Les zones dites « d’action complémentaire » (ZAC), plus étendues que les zones d’interventions prioritaires sont celles où l’État finance plusieurs aides contractuelles (contrat de praticien territorial de médecine générale, contrat de praticien territorial de médecine ambulatoire, contrat de praticien territorial de médecine de remplacement et contrat de praticien isolé à activité saisonnière).
Les collectivités territoriales peuvent en outre attribuer dans les ZIP et les ZAC « des aides destinées à favoriser l’installation ou le maintien de professionnels de santé » dans les zones sous-denses au sens de l’article du Code de la santé publique.
Parallèlement à ces aides à l’installation, des dispositifs d’exonérations sociales et fiscales pour les créateurs d’entreprises sur certains territoires sont prévus, notamment les zones de revitalisation rurale (ZRR).
Si ces dispositifs ne ciblent pas spécifiquement les professionnels de santé libéraux, ces derniers y sont le plus souvent éligibles. Le zonage de ces aides étant établi en fonction de critères économiques, il est distinct de celui établi par les Agences Régionales de Santé au titre de l’article 1434‑4 du code de la santé publique.
Il en résulte que le zonages ZIP, ZAC et ZRR ne se recoupent que partiellement. Ainsi, en 2019, 2209 communes étaient classées en zones de revitalisation rurale sans constituer des zones sous-denses et 11 000 communes étaient classées en ZIP ou en ZAC sans constituer des zones de revitalisation rurale.
Si, selon le rapport de 2019 de la Déléguée Nationale à l’accès aux soins de septembre 2019, ces dispositifs incitatifs sont des outils indispensables, ils ne sont néanmoins pas suffisants.

» **TRAVAIL À FAIRE**
1. D'après le texte sur les aides à l'installation des professionnels de santé, combien de communes étaient classées en 2019 en zones de revitalisation rurale sans constituer des zones sous-denses ?
2. Recopiez le passage du texte sur les aides à l'installation des professionnels de santé qui commence aux mots « Si, selon le » et s'arrête après « néanmoins pas suffisants. ».
3. Donnez la suite du texte sur les aides à l'installation des professionnels de santé, après sa dernière phrase.

(Données d'ancrage d'objets en langage naturel)
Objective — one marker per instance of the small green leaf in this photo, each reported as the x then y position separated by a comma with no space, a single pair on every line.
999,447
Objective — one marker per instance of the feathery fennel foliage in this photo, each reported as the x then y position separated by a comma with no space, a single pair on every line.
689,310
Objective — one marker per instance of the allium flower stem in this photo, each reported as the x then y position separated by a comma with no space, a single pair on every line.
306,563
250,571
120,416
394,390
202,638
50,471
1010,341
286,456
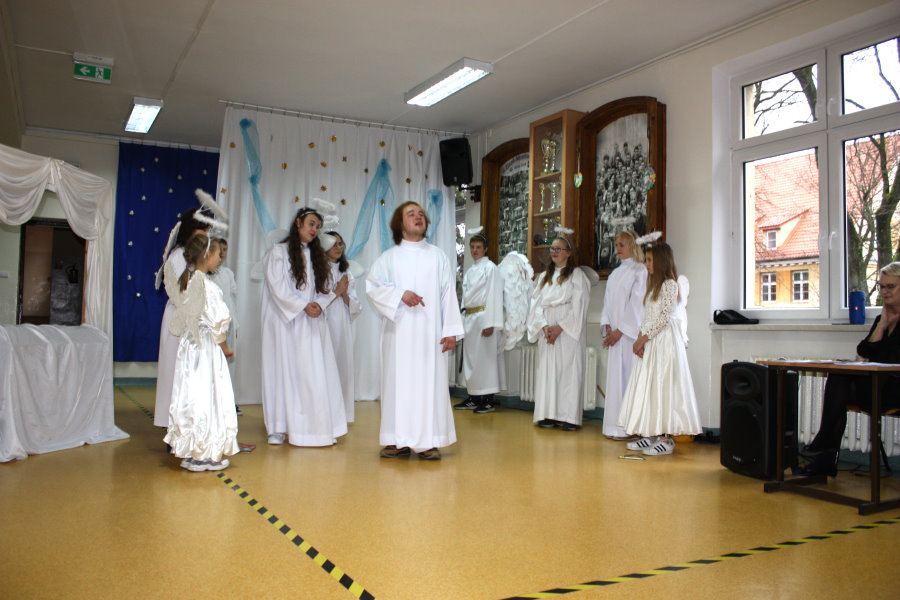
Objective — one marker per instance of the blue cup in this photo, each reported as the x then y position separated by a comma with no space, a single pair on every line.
857,308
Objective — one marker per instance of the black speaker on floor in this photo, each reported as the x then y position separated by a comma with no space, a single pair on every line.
748,440
456,161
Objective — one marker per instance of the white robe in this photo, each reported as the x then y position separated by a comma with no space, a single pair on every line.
558,381
415,396
202,419
168,343
660,397
483,286
301,388
340,315
623,309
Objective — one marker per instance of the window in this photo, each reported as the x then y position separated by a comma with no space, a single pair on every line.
767,287
819,190
801,285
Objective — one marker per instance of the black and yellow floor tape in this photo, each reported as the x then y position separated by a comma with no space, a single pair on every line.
706,561
329,567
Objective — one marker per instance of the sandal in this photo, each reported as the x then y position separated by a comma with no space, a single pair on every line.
393,451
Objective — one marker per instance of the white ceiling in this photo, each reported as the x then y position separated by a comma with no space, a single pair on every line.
345,58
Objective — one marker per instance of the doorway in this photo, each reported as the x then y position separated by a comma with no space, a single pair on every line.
51,274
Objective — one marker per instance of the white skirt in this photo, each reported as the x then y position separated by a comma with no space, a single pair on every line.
660,396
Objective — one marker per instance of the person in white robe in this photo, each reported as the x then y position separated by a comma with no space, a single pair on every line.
224,278
413,288
301,387
172,269
202,426
557,322
483,322
620,322
340,313
660,402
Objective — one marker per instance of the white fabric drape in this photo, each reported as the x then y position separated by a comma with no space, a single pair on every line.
88,203
303,159
56,389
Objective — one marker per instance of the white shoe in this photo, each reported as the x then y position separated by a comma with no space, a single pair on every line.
663,446
642,444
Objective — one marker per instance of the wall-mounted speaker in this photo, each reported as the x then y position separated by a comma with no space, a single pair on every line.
749,403
456,161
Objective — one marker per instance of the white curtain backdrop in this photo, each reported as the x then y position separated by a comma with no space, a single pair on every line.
302,159
88,203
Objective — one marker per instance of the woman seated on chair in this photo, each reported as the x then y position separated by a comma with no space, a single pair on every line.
881,345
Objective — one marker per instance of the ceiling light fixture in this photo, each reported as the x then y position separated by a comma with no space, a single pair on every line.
463,72
143,114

» **RÉPONSES**
1. 2209 communes.

2.
Si, selon le rapport de 2019 de la Déléguée Nationale à l’accès aux soins de septembre 2019, ces dispositifs incitatifs sont des outils indispensables, ils ne sont néanmoins pas suffisants.

3.
C’est dans cette perspective que la loi n° 2019‑774 du 24 juillet 2019 relative à l’organisation et à la transformation du système de santé a remplacé le numerus clausus par le numerus apertus qui permet désormais aux facultés de médecine de fixer le nombre d’admissions en 2ème année en fonction des besoins territoriaux.
La fracture médicale ne pourra toutefois être résorbée par la seule fin du numerus clausus dans les études de médecine à compter de la rentrée 2020, d’autant plus que ses premiers effets ne seront pas perceptibles avant l’achèvement de la formation des étudiants, soit à l’horizon 2030.
La France ne peut plus se passer de médecins compétents en raison de règles trop rigides. Il est de notre devoir d’être imaginatif et d’envisager l’ensemble des mécanismes possibles, en particulier lorsqu’elles ont fait leurs preuves pour d’autres professions de santé, comme les pharmaciens, ou pour d’autres territoires.
Dans un contexte national de démographie médicale tendue, toutes les énergies doivent être mobilisées pour attirer de nouveaux médecins généralistes et spécialistes dans les territoires sous-dotés.
Dans cette perspective, le recrutement de médecins spécialistes et généralistes, la participation de jeunes internes en médecine à l’offre de soins et le soutien aux territoires sous-dotés, sont des priorités.
C’est pourquoi, le présent amendement vise à étendre aux médecins libéraux un dispositif de régulation à l’installation qui existe déjà pour plusieurs autres professionnels de santé (pharmacies, infirmiers, masseurs-kinésithérapeutes, sages-femmes, chirurgiens-dentistes, orthophonistes).
Il prévoit que, dans des zones définies par les ARS en concertation avec les syndicats médicaux dans lesquelles existent un fort excédent en matière d’offre de soins, un nouveau médecin libéral ne peut s’installer en étant conventionné à l’assurance maladie que lorsqu’un médecin libéral de la même zone cesse son activité.
Le principe de la liberté d’installation demeure donc, mais le conventionnement n’est possible que de manière sélective pour les nouvelles installations dans les zones sur-dotées.
L’adoption d’un tel principe de conventionnement sélectif des médecins libéraux permettrait de compléter utilement les dispositifs d’incitation à l’installation dans les zones sous dotées.